What is needed | The result should be every line in the data below that carries the string "target".

════════════════════

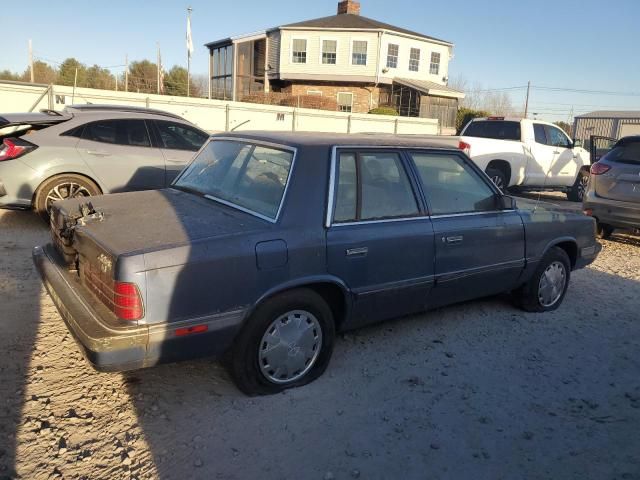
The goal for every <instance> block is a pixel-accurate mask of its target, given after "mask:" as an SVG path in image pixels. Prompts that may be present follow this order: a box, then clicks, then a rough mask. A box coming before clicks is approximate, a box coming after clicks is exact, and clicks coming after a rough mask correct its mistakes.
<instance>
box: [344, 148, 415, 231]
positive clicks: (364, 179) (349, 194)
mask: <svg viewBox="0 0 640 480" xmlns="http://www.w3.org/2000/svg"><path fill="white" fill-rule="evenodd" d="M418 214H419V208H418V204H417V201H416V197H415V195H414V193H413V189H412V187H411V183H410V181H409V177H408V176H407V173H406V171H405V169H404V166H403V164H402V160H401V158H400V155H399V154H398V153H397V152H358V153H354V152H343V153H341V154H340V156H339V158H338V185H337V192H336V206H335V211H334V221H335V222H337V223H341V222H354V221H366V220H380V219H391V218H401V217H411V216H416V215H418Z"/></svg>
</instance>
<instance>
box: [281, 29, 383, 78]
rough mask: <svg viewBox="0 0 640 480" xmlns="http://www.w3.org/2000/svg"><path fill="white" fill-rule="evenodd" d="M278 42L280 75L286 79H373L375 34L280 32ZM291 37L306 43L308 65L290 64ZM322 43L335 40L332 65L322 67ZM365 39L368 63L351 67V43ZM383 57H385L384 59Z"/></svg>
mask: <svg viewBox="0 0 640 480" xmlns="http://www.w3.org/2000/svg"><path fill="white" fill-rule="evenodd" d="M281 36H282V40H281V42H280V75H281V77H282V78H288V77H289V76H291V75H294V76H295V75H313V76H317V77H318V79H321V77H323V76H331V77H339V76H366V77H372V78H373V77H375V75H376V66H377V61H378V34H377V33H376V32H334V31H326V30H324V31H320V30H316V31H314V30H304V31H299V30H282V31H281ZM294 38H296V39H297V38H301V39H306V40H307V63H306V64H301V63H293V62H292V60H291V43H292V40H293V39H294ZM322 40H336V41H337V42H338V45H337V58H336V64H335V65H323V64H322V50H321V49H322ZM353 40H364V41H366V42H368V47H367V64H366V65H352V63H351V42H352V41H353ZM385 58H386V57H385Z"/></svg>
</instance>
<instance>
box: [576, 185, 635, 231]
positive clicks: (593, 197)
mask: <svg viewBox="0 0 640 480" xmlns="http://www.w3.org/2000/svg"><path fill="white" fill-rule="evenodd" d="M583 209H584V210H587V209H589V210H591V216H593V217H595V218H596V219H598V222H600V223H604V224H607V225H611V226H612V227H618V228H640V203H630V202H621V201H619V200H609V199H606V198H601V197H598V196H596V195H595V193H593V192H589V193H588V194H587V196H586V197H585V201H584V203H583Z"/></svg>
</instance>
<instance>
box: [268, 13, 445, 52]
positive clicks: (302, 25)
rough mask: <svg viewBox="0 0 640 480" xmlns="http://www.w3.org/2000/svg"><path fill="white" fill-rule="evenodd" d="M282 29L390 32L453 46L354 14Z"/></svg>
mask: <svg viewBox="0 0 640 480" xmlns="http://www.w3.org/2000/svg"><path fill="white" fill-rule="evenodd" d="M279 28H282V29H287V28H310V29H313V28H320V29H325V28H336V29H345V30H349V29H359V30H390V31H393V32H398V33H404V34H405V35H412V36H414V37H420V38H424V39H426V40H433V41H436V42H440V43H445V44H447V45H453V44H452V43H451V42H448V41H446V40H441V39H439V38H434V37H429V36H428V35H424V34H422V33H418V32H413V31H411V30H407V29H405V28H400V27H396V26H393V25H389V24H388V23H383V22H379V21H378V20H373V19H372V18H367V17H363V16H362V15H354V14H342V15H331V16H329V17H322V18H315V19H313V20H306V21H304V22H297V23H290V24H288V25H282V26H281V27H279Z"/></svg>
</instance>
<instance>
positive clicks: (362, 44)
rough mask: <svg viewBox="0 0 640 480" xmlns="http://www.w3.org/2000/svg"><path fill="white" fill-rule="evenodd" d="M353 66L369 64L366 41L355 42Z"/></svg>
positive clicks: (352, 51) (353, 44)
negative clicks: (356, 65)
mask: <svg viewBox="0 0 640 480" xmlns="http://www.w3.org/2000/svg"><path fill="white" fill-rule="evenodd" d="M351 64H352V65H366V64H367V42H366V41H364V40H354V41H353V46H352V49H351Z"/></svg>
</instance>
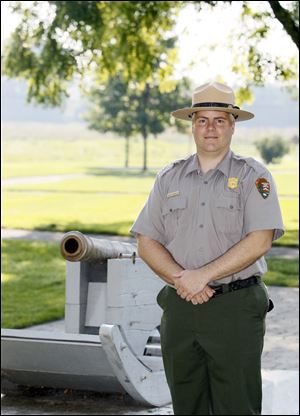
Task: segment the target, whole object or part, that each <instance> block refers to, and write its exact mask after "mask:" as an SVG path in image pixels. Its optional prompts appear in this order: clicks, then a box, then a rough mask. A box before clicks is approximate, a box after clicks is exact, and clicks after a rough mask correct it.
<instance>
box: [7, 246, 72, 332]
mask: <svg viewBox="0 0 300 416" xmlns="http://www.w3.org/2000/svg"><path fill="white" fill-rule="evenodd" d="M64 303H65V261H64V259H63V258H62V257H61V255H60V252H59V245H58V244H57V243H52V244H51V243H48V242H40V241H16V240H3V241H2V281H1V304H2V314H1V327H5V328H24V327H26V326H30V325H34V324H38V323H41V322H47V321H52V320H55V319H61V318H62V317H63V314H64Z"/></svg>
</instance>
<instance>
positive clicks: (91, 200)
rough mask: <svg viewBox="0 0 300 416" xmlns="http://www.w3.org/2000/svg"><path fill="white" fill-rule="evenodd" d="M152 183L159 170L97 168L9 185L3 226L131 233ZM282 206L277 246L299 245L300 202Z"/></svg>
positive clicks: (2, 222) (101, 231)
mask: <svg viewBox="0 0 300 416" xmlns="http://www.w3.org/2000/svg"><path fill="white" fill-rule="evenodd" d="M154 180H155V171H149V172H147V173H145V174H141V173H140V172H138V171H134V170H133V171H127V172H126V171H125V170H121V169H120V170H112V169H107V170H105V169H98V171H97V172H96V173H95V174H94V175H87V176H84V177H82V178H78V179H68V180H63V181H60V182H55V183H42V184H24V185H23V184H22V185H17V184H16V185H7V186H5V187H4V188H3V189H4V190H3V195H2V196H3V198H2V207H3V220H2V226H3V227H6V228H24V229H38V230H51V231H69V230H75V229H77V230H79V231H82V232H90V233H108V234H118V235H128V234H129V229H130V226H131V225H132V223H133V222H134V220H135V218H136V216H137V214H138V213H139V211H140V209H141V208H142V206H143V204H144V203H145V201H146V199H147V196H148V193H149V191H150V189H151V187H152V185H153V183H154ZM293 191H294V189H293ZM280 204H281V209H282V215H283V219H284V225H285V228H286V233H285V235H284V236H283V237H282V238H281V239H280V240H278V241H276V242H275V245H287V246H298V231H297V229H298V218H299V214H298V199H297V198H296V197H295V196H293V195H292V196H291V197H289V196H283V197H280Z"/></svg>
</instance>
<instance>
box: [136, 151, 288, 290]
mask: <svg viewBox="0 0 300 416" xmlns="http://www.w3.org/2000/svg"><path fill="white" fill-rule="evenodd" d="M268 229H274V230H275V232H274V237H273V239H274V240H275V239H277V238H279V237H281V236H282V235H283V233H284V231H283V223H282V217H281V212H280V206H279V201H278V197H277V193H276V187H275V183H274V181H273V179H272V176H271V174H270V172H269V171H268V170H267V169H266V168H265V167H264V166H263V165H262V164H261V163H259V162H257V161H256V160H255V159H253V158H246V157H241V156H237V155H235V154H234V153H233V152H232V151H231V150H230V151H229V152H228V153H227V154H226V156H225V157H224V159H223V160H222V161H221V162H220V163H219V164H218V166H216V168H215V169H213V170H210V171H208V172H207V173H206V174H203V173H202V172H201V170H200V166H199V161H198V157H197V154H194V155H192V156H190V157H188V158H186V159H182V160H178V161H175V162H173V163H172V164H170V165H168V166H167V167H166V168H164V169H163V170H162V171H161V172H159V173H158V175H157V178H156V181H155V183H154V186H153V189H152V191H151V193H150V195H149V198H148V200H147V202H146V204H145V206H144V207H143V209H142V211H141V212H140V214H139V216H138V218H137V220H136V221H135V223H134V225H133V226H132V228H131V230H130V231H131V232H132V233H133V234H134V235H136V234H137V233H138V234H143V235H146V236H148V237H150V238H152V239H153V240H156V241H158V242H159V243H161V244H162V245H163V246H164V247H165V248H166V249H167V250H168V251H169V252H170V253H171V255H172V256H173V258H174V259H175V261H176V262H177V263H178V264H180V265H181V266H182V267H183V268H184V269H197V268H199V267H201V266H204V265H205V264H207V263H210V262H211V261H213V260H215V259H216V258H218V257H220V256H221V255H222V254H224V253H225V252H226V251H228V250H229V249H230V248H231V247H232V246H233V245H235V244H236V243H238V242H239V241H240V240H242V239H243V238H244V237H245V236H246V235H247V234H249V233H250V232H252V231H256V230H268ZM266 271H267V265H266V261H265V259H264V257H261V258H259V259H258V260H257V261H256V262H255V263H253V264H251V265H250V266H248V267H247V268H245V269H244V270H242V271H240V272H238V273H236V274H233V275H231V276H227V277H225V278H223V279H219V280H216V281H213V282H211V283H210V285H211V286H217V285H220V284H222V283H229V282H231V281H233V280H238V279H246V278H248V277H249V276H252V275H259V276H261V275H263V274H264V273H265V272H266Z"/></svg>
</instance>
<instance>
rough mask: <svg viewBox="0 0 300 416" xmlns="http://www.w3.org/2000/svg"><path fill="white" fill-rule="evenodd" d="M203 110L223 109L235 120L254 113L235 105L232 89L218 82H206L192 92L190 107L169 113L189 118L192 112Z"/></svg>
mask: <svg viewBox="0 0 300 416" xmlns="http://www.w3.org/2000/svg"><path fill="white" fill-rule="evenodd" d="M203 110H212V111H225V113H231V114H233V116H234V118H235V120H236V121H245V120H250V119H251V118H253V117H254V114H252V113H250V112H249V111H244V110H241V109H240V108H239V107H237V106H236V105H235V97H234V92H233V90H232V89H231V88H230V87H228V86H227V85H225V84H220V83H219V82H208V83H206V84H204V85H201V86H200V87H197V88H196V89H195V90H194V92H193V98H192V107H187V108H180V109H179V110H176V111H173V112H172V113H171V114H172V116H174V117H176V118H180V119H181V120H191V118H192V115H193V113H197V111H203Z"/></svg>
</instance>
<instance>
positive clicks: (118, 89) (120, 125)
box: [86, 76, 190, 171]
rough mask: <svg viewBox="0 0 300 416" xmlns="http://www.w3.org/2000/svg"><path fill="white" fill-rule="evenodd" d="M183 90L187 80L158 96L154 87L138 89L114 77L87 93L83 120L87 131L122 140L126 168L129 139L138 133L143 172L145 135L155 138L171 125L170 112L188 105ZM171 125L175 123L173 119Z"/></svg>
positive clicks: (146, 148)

════════════════════

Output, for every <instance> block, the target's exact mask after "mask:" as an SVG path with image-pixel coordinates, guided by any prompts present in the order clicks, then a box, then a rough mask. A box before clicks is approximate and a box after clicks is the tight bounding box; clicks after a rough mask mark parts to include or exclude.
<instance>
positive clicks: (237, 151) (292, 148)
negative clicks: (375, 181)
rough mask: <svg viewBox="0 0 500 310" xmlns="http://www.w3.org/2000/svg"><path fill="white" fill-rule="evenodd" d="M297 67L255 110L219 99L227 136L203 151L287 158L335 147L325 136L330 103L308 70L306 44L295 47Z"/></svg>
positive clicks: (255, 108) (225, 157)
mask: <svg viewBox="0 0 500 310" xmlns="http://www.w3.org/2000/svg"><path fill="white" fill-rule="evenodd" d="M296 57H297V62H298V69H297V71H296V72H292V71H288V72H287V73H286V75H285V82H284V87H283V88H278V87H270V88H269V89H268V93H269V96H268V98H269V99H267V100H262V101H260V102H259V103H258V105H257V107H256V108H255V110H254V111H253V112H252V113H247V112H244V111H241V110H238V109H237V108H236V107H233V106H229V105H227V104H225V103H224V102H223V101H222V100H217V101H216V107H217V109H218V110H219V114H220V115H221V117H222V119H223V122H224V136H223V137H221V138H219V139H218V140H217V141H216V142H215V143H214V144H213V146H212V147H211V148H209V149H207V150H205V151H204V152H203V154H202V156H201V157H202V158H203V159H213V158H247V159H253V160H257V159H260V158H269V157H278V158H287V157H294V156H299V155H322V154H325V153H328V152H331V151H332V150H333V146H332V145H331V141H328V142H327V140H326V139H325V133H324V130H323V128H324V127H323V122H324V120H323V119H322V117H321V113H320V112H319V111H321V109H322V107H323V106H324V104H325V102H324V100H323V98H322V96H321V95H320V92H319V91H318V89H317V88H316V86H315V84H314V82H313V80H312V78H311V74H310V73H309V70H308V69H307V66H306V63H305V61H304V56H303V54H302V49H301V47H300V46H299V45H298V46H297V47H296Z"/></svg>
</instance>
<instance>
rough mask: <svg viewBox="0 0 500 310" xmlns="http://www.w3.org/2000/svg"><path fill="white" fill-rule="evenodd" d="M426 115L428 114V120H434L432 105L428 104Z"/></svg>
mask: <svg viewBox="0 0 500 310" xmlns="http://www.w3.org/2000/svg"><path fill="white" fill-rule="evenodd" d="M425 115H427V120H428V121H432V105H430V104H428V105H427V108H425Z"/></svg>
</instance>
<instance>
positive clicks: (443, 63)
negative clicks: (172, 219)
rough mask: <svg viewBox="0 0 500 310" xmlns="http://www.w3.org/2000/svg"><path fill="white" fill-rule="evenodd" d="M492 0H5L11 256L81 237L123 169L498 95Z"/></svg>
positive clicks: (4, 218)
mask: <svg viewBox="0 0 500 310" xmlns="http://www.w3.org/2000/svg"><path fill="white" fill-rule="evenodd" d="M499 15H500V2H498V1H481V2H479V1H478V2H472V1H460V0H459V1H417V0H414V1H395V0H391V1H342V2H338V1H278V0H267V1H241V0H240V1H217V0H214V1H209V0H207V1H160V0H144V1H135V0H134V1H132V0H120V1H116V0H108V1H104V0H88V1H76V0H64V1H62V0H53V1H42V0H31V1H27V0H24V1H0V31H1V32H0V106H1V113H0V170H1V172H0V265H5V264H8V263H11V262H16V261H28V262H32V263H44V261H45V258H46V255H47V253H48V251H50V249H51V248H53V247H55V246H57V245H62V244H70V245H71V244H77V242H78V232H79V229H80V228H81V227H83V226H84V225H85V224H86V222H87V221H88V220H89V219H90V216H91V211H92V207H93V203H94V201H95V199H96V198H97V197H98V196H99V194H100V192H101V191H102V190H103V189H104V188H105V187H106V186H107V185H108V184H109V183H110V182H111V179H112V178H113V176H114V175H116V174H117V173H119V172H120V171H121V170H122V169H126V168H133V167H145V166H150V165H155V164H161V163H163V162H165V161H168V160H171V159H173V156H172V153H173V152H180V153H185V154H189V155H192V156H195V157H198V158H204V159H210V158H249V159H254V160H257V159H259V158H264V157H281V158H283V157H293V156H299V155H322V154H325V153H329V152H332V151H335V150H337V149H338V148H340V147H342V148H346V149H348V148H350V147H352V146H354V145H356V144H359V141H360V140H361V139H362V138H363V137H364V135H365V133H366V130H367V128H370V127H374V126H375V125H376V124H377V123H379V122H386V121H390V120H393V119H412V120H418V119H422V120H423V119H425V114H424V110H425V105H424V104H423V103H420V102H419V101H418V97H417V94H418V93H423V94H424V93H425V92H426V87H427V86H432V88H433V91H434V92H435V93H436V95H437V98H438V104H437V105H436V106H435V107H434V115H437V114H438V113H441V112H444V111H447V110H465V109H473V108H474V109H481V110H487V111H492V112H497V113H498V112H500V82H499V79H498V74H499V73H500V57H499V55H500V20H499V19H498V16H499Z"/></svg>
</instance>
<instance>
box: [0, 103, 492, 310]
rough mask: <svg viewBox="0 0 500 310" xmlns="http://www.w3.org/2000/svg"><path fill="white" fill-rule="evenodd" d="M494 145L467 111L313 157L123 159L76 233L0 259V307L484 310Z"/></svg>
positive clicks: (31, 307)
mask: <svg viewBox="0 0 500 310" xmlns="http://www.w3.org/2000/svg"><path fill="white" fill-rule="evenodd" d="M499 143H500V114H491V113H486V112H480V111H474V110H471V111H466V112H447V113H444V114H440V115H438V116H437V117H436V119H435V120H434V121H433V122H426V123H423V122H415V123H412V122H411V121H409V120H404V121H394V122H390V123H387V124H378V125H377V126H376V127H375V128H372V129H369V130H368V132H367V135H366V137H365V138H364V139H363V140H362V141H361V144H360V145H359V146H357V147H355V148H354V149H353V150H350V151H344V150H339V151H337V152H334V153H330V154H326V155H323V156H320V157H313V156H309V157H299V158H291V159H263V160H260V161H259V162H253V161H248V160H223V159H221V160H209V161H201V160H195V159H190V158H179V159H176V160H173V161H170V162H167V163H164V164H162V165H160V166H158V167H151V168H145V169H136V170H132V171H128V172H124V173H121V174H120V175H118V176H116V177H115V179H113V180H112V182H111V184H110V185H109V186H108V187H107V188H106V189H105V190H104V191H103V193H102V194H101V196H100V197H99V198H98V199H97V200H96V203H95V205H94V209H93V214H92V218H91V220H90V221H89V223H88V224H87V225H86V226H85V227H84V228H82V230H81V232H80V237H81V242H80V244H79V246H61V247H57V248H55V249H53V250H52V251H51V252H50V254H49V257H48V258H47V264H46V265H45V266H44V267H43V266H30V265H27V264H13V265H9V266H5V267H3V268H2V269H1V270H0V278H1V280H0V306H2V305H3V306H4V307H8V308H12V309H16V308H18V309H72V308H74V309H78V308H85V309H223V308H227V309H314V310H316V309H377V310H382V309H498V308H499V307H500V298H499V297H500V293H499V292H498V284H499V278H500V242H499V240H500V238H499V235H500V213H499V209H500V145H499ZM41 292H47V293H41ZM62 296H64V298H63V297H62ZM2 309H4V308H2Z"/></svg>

════════════════════

Finished task |
The goal for every <instance> block is a pixel-accurate mask of its target, given after "mask:" as an SVG path in image pixels. Prompts that may be present follow this order: a box, then clicks, then a rough mask. A box coming before clicks is approximate, a box coming after clicks is exact, and clicks coming after a rough mask correct its mistakes.
Task: segment the target, whole object or part, that each <instance> block refers to, and write its exact mask after "mask:" as an SVG path in image pixels. Its optional prompts appear in this order: clicks, then a box, then a rough mask. A box before clicks is approximate, a box after clicks is exact, and clicks after a rough mask correct it.
Output, for every <instance> block, the target's exact mask after "mask:" as an SVG path with image-pixel coordinates, guided by any prompts present in the order clicks, then a box, then a rough mask. A box before clicks is approximate and a box after clicks is the tight bounding box; clicks after a rough mask mark parts to include or exclude.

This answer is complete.